Provided records:
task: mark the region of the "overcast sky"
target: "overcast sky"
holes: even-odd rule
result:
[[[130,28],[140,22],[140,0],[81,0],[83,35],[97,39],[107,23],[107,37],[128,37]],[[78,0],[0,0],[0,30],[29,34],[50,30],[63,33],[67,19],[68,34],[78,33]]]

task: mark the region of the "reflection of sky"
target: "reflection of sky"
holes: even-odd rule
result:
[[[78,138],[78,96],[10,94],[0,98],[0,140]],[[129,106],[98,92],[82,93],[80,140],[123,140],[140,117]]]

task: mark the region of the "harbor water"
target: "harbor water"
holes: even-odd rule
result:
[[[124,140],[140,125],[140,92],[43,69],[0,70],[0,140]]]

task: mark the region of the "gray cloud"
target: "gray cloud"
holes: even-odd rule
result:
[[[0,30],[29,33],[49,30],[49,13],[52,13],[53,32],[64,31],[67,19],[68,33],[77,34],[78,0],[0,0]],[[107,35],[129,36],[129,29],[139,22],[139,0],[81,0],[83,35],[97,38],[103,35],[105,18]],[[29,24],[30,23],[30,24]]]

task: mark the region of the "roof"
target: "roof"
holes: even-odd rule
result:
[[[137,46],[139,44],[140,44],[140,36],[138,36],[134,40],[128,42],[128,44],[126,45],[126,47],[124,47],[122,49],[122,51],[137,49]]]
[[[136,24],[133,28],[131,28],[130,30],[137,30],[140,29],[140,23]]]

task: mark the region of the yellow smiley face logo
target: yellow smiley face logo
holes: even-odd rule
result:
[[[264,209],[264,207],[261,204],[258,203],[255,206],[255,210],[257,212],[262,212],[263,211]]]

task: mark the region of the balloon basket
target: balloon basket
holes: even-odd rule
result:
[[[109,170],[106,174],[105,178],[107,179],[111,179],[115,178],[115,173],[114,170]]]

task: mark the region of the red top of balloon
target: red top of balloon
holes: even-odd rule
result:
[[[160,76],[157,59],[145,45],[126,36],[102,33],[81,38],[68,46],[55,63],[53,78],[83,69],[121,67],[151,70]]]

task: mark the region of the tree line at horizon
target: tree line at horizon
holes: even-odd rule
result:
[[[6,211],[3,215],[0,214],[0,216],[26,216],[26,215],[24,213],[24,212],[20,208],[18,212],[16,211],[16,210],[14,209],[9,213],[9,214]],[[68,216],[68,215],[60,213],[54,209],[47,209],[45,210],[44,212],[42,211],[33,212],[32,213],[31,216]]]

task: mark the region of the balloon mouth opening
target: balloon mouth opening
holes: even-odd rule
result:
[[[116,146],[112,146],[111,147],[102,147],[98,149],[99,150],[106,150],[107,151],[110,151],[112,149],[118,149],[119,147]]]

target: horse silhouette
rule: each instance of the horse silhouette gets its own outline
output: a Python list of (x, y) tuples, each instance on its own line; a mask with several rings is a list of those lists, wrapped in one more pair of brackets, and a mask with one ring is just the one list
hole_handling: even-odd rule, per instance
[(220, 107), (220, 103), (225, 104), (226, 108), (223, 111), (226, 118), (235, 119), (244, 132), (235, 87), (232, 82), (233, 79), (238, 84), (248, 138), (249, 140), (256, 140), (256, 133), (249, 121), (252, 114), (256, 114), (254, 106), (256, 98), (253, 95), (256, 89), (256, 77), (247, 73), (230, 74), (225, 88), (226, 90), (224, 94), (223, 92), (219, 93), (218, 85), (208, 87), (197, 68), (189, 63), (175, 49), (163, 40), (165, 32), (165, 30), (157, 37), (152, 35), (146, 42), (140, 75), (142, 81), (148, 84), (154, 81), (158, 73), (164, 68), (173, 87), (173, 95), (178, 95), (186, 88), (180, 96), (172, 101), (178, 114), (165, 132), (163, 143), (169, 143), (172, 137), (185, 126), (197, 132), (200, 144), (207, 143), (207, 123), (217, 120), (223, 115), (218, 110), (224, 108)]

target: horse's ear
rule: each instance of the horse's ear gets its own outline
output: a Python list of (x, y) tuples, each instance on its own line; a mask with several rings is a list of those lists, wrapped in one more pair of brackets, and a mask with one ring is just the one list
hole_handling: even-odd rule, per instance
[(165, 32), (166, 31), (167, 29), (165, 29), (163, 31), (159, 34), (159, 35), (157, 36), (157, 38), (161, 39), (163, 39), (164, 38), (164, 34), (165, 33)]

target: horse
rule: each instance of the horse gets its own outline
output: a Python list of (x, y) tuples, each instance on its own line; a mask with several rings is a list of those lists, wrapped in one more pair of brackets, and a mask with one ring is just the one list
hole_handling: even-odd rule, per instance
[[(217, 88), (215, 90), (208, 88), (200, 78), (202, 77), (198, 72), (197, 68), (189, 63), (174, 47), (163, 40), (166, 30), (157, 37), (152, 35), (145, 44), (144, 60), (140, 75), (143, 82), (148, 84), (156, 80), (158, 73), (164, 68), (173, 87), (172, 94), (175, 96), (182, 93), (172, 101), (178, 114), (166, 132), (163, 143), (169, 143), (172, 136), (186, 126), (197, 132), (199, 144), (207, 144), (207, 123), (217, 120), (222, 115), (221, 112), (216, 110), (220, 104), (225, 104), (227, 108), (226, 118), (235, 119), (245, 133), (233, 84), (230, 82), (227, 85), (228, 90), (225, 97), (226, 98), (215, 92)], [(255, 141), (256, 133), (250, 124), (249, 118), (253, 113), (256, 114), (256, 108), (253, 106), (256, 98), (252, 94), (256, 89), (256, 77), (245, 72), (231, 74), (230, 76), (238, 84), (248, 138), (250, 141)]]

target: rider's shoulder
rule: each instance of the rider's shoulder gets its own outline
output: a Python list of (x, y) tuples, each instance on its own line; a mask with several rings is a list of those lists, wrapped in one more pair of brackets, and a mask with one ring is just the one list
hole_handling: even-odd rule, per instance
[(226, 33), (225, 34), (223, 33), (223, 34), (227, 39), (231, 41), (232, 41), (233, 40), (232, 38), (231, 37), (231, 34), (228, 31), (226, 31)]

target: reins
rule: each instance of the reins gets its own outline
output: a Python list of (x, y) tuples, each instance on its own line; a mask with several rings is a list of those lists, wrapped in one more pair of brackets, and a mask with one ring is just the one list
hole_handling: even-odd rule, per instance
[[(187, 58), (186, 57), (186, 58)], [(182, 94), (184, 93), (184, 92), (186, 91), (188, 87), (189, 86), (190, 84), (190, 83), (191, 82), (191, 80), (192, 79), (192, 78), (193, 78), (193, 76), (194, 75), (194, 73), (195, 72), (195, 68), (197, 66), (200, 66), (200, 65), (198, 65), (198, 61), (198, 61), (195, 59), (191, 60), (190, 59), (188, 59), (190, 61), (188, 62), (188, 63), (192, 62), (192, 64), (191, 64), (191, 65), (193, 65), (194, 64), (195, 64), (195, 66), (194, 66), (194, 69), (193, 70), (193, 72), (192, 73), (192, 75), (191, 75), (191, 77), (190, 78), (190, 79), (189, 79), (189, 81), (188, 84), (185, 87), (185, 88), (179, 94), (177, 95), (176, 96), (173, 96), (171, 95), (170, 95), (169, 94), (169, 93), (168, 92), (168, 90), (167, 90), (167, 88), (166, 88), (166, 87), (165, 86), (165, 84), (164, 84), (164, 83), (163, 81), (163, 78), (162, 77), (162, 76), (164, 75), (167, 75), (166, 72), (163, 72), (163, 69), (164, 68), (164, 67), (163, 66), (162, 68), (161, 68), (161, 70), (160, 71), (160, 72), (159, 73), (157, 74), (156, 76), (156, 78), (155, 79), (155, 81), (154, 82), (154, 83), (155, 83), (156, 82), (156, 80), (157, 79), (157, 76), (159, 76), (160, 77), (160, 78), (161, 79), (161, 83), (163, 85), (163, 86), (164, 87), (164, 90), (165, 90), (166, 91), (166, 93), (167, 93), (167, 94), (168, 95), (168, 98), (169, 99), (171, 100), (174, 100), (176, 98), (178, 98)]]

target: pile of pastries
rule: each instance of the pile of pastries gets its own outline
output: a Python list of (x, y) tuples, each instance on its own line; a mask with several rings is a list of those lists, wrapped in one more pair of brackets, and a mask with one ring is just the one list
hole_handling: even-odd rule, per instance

What you should do: For this exercise, please retype exactly the lines in the listing from the line with "target: reins" through its last line, both ends included.

Finished exercise:
target: reins
rule: each instance of the reins gets its own outline
output: a Python list of (x, y) tuples, each instance on its own line; a mask with several rings is a list of those lists, wrapped in one more pair of brackets, and a mask with one ring is just the one list
hole_handling: even-odd rule, per instance
[[(187, 58), (186, 57), (186, 58)], [(182, 94), (184, 93), (184, 92), (186, 91), (188, 87), (189, 86), (190, 84), (190, 83), (191, 82), (191, 80), (192, 79), (192, 78), (193, 78), (193, 76), (194, 75), (194, 73), (195, 72), (195, 68), (197, 66), (200, 66), (200, 65), (198, 65), (198, 61), (198, 61), (195, 59), (191, 60), (190, 59), (188, 59), (190, 61), (188, 62), (188, 63), (192, 62), (192, 64), (191, 64), (191, 65), (193, 65), (194, 64), (195, 64), (195, 66), (194, 66), (194, 69), (193, 70), (193, 72), (192, 73), (192, 75), (191, 75), (191, 77), (190, 78), (190, 79), (189, 79), (189, 81), (188, 84), (185, 87), (185, 88), (179, 94), (177, 95), (176, 96), (173, 96), (171, 95), (170, 95), (169, 94), (169, 93), (168, 92), (168, 90), (167, 90), (167, 88), (166, 88), (166, 87), (165, 86), (165, 84), (164, 84), (164, 83), (163, 81), (163, 78), (162, 77), (162, 76), (164, 75), (167, 75), (166, 72), (163, 72), (163, 69), (164, 68), (164, 67), (163, 66), (162, 68), (161, 68), (161, 70), (160, 71), (160, 72), (159, 73), (157, 74), (156, 76), (156, 78), (155, 79), (155, 81), (154, 82), (154, 83), (155, 83), (156, 82), (156, 80), (157, 79), (157, 76), (159, 76), (160, 77), (160, 78), (161, 79), (161, 83), (163, 85), (163, 86), (164, 87), (164, 90), (165, 90), (166, 91), (166, 93), (167, 93), (167, 94), (168, 95), (168, 98), (169, 99), (171, 100), (174, 100), (176, 98), (178, 98)]]

target: pile of pastries
rule: each instance of the pile of pastries gets its own outline
output: a Python list of (x, y) tuples, each instance on its own line; a mask with several rings is a list of those lists, wrapped in one more pair of brackets, and a mask with one ring is just the one list
hole_handling: even-odd rule, per instance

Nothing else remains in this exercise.